Once the pictures are removed, output the remaining entries exactly as given.

(Region pointing data)
'''
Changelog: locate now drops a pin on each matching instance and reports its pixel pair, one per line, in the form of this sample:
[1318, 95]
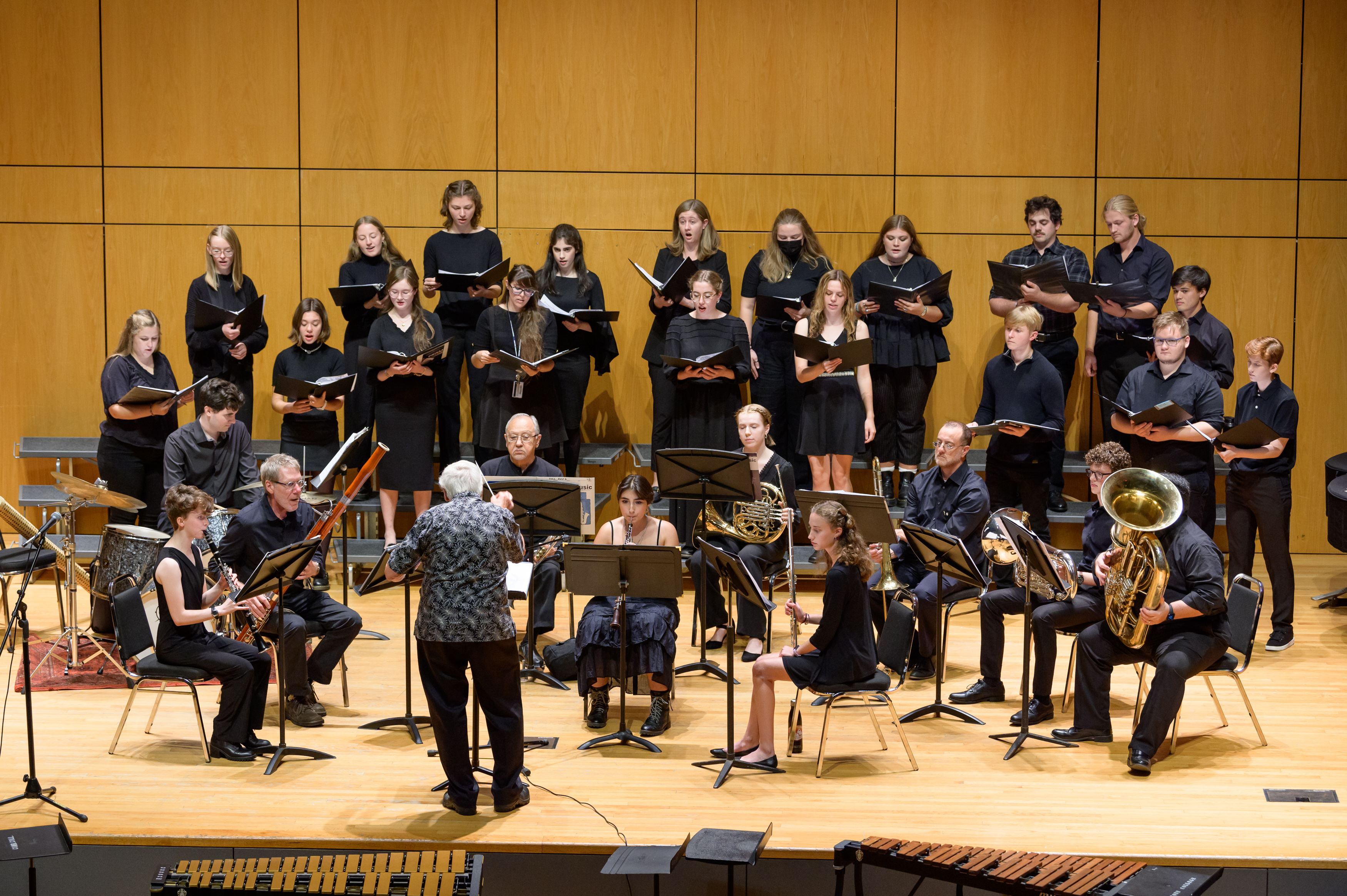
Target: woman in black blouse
[907, 348]
[519, 327]
[131, 446]
[219, 351]
[789, 269]
[694, 238]
[461, 247]
[568, 284]
[404, 398]
[840, 651]
[368, 260]
[309, 426]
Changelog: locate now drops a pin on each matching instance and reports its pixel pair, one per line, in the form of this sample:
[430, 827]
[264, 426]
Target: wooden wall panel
[204, 197]
[50, 196]
[607, 91]
[1323, 115]
[981, 91]
[991, 205]
[49, 96]
[396, 85]
[1199, 89]
[592, 201]
[186, 84]
[1207, 208]
[775, 97]
[1320, 335]
[396, 199]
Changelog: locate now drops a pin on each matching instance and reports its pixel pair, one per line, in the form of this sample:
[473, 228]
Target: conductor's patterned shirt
[464, 547]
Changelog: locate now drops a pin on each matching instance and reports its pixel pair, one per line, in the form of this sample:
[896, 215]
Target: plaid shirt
[1078, 269]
'''
__RESULT FOR THIS TASK__:
Changelog: locate now drops a pin on each matching instance and reports its pixel pair, one per line, in the form of this sample:
[1318, 95]
Target: woman in black blouse
[907, 348]
[519, 327]
[131, 446]
[219, 351]
[789, 269]
[694, 238]
[461, 247]
[568, 284]
[404, 398]
[840, 651]
[368, 260]
[309, 426]
Changelog: locate now drops a pin on each matching instance and reports its pixel pair, one per line, in the form of this sample:
[430, 827]
[264, 426]
Target: wooden wall panel
[204, 197]
[50, 196]
[607, 91]
[1323, 115]
[981, 91]
[991, 205]
[49, 96]
[396, 85]
[1199, 89]
[592, 201]
[186, 84]
[1207, 208]
[775, 97]
[1320, 335]
[396, 199]
Changelog: locate now drops a pin on each matching instance and reports its pixel pair, one per line, in the form of this sample:
[473, 228]
Target: conductor's patterned shirt
[464, 547]
Changelog: locate now drops a pin on each matching instance and reports its pixel pair, one per line, in the form of this sample:
[896, 215]
Target: plaid shirt
[1078, 269]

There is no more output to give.